━━━━━ Given information
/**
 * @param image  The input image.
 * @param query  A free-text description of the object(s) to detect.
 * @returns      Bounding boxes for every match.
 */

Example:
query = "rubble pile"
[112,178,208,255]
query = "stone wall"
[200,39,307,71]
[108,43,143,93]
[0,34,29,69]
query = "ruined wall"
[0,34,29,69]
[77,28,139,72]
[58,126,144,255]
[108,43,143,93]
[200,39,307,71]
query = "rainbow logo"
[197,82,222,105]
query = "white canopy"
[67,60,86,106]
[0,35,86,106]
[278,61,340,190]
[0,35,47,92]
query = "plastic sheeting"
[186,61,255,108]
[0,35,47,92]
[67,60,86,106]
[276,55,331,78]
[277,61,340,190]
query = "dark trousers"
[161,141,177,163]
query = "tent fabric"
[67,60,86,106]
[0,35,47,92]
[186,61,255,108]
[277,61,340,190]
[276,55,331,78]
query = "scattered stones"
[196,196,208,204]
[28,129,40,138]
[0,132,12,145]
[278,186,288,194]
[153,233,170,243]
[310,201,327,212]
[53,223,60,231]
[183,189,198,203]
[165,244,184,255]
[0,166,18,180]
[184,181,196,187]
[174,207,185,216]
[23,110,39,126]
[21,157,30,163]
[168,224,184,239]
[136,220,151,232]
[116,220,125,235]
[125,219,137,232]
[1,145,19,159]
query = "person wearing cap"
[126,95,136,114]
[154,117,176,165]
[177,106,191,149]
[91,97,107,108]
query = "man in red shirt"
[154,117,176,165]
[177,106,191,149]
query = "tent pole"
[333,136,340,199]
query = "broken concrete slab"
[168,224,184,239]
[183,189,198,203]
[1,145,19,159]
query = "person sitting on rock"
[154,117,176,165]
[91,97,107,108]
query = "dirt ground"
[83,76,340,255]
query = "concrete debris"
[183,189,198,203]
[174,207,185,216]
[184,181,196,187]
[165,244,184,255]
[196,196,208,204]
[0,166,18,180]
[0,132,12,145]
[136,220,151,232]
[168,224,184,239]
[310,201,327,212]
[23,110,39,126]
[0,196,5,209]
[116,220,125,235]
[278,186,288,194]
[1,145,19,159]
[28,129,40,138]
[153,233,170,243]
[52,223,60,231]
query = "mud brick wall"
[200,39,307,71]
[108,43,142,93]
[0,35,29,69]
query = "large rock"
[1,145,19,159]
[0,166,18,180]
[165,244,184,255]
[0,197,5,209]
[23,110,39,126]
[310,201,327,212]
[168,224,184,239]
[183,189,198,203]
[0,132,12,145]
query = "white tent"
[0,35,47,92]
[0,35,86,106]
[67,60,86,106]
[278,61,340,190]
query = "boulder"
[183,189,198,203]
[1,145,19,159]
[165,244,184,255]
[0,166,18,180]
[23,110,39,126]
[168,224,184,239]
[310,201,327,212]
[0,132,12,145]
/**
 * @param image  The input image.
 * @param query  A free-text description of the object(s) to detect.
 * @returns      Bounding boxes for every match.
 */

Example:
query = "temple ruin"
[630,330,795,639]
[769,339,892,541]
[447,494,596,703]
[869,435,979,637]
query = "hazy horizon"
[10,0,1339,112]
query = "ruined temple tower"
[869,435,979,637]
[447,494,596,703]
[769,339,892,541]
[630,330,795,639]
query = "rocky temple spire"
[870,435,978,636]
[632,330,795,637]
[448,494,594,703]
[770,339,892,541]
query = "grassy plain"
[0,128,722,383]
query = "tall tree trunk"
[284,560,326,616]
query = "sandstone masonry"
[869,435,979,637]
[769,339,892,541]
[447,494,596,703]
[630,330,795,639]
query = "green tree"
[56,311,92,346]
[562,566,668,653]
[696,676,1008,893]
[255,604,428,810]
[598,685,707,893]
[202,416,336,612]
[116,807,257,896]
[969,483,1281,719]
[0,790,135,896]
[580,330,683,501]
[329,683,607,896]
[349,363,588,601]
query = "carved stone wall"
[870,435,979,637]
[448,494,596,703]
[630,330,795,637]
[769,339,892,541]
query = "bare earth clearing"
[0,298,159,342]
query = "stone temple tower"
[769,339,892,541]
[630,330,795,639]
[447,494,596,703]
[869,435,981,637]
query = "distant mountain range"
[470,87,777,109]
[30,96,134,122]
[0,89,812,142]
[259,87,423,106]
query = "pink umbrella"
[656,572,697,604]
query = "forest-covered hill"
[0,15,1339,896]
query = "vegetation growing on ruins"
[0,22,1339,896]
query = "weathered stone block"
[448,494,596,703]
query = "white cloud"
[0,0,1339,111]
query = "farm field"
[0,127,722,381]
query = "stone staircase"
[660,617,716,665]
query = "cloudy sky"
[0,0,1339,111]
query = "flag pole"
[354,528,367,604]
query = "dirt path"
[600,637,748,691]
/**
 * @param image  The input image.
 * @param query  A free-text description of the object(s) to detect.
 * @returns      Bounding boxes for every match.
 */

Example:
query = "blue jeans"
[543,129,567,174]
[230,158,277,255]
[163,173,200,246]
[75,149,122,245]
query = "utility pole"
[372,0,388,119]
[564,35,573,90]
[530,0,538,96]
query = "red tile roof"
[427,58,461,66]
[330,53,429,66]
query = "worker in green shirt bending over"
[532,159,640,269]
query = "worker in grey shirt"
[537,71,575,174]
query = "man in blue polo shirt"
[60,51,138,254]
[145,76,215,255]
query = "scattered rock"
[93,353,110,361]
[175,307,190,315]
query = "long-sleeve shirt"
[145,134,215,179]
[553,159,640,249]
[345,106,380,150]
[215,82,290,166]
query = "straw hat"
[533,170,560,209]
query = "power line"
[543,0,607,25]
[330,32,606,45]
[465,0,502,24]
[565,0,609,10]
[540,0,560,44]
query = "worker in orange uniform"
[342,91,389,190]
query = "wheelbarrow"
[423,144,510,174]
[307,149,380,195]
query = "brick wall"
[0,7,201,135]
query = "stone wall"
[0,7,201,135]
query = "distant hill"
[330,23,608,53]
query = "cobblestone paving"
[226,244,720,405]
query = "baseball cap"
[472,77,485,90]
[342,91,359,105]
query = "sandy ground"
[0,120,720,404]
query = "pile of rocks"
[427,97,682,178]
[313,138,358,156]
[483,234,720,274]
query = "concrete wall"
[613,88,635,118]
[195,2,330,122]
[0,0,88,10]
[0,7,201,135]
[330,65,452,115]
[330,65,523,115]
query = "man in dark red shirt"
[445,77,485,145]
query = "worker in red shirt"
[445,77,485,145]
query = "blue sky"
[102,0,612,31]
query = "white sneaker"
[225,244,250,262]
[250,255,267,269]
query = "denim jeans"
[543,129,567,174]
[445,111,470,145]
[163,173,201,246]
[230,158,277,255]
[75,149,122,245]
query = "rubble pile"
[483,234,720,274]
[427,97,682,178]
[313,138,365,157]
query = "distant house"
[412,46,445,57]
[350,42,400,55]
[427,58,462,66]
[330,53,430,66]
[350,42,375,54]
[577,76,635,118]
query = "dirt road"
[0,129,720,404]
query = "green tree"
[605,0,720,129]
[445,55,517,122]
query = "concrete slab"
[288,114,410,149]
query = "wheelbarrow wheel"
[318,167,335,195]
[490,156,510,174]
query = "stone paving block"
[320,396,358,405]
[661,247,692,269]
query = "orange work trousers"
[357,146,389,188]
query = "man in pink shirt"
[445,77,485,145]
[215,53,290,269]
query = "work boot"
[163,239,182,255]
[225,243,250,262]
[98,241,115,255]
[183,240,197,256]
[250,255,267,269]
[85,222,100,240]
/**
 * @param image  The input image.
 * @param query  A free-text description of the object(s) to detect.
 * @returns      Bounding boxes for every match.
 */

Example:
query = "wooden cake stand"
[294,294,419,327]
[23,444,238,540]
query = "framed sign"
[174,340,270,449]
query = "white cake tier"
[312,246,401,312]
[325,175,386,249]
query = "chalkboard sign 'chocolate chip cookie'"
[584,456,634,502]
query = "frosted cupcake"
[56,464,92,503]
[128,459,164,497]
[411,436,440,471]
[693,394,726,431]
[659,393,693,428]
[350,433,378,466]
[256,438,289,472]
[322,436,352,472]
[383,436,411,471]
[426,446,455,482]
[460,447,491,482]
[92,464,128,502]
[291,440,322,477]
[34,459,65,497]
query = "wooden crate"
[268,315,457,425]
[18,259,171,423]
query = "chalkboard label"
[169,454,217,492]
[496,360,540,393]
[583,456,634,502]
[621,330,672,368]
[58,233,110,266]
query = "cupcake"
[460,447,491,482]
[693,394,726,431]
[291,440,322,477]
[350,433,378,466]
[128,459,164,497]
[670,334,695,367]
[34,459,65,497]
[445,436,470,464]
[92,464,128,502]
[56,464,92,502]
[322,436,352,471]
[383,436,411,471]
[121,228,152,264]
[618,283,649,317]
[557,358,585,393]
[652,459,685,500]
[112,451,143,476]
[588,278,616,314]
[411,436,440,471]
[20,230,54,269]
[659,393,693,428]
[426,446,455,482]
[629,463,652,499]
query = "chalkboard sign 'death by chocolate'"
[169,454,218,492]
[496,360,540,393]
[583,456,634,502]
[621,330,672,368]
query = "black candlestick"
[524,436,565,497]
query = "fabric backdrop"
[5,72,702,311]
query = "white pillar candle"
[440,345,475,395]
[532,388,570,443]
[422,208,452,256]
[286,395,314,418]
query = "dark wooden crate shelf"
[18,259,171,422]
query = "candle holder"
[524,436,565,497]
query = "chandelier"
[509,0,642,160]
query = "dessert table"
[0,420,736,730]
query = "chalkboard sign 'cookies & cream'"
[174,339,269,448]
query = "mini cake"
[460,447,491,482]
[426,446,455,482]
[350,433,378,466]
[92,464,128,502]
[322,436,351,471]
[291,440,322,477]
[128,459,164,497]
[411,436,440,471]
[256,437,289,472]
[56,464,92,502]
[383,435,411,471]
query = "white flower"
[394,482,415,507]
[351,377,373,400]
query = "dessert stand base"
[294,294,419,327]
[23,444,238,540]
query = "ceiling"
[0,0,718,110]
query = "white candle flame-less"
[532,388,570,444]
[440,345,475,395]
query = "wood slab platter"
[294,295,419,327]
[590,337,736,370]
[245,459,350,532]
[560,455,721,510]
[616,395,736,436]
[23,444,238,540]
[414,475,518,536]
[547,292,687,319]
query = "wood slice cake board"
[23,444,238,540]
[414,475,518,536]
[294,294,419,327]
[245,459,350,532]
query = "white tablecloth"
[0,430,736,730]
━━━━━━━━━━
● Job
Only the lines from the one holding "sign 'death by" through the end of the listing should be given again, exactly and with both ends included.

● Exercise output
query = "chalkboard sign 'death by chocolate'"
[169,454,218,492]
[496,360,540,393]
[583,456,634,502]
[621,330,672,368]
query = "black candlestick"
[524,436,565,497]
query = "fabric backdrop"
[5,72,702,311]
query = "white pillar candle"
[440,345,475,395]
[532,388,570,443]
[422,208,452,256]
[286,395,314,418]
query = "dark wooden crate shelf"
[18,259,171,422]
query = "candle holder"
[524,436,565,497]
query = "chandelier"
[509,0,642,160]
query = "dessert table"
[0,420,736,730]
query = "chalkboard sign 'cookies & cream'"
[174,339,269,448]
query = "mini cake"
[460,447,491,482]
[426,446,455,482]
[350,433,378,466]
[92,464,128,502]
[322,436,351,471]
[291,440,322,477]
[128,459,164,497]
[411,436,440,471]
[256,437,289,472]
[56,464,92,502]
[383,435,411,471]
query = "white flower"
[394,482,415,507]
[351,377,373,400]
query = "dessert stand base"
[294,294,419,327]
[23,444,238,540]
query = "ceiling"
[0,0,718,110]
query = "white candle flame-less"
[532,388,570,444]
[440,345,475,395]
query = "wood slab platter"
[294,295,419,327]
[590,337,736,370]
[245,459,350,532]
[560,455,721,510]
[616,395,736,436]
[23,444,238,540]
[414,475,518,536]
[547,292,687,319]
query = "wood slice cake board"
[23,444,238,540]
[414,475,518,536]
[294,294,419,327]
[245,459,350,532]
query = "white tablecloth"
[0,430,736,730]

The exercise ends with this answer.